**** Provided text ****

BTREE.EXTRACT Using Metaphone Lookups

Published ByDateVersionKnowledge LevelKeywords
Revelation Technologies17 JAN 19912.XEXPERTPARSING, MODULE, METAPHONE

The December 1990 issue of Computer Language presents an article by Lawrence Philips which describes a new method of conducting "sounds like" searches. This Technical Bulletin shows you how to apply this technique to Advanced Revelation Btree lookups.

Traditionally, "sounds like" lookups have been implemented using an algorithm called Soundex. Soundex implementations typically have two drawbacks. First, they require that you know the first letter of the word. For example, to get a correct lookup on the word "phone" you would have to know that it begins with the letter "P", not the letter "F".

Second, they can miss similar words and report words that do not sound at all Metaphone eliminates the first problem and reduces the second.

Metaphone works like Soundex in that it takes as input a word and returns an encoded version of that word. Unlike Soundex, Metaphone returns a phonetic version of the word.

The phonetic version of the word is obtained by applying a series of transformation rules to the word. The end result is a word containing one of 16 consonant sounds.

The Metaphone rules are simple and follow standard English pronunciation rules. The goal is to reduce the word to one of these consonant values:

B X S K J T F H L M N R P R 0 W Y

Of these, two have special meaning. "X" should be read as "SH". "0" should be read as "TH".

**** Listed entries ****

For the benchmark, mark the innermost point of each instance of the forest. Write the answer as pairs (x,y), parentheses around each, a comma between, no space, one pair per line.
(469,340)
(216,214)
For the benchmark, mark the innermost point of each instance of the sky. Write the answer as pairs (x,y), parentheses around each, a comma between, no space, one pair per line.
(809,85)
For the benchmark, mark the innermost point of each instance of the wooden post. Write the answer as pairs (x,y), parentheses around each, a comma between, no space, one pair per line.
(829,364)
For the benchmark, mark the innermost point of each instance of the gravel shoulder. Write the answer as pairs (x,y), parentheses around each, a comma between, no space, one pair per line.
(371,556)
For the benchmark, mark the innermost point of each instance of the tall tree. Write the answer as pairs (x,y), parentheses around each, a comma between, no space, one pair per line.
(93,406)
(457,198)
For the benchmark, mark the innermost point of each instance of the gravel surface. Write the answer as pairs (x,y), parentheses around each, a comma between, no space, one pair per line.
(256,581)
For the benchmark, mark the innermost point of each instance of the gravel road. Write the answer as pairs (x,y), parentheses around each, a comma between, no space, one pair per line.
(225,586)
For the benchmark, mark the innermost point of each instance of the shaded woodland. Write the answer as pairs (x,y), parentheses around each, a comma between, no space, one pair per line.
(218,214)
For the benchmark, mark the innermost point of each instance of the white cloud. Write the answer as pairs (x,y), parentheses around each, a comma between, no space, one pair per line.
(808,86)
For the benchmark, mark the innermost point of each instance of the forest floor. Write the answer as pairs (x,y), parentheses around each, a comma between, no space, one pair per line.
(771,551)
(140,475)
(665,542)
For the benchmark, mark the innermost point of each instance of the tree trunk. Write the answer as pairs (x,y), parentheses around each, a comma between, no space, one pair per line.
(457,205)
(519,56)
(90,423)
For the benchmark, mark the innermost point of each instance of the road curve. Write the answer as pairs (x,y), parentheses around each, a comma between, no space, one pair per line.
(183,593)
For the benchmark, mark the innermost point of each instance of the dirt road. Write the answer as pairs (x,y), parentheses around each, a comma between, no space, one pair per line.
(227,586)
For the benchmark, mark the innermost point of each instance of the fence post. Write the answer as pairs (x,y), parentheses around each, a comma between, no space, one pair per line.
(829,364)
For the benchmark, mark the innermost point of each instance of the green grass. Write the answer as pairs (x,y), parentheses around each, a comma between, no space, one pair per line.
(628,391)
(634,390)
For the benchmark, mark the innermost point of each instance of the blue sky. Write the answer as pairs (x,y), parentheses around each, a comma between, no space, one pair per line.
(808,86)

****

▶ [Direction A]: According to the Metaphone bulletin, what is the first drawback of Soundex? Use the example the text gives.
▶ [Direction B]: Copy the lines of the listing from the one containing "the forest floor." through the end of the listing, including both.
The bulletin and the listing come from separate, unrelated sources.

▶ [Written response A]: Soundex requires you to know the first letter of the word. To get a correct lookup on "phone," for example, you would have to know that it begins with "P," not "F."

▶ [Written response B]:
For the benchmark, mark the innermost point of each instance of the forest floor. Write the answer as pairs (x,y), parentheses around each, a comma between, no space, one pair per line.
(771,551)
(140,475)
(665,542)
For the benchmark, mark the innermost point of each instance of the tree trunk. Write the answer as pairs (x,y), parentheses around each, a comma between, no space, one pair per line.
(457,205)
(519,56)
(90,423)
For the benchmark, mark the innermost point of each instance of the road curve. Write the answer as pairs (x,y), parentheses around each, a comma between, no space, one pair per line.
(183,593)
For the benchmark, mark the innermost point of each instance of the dirt road. Write the answer as pairs (x,y), parentheses around each, a comma between, no space, one pair per line.
(227,586)
For the benchmark, mark the innermost point of each instance of the fence post. Write the answer as pairs (x,y), parentheses around each, a comma between, no space, one pair per line.
(829,364)
For the benchmark, mark the innermost point of each instance of the green grass. Write the answer as pairs (x,y), parentheses around each, a comma between, no space, one pair per line.
(628,391)
(634,390)
For the benchmark, mark the innermost point of each instance of the blue sky. Write the answer as pairs (x,y), parentheses around each, a comma between, no space, one pair per line.
(808,86)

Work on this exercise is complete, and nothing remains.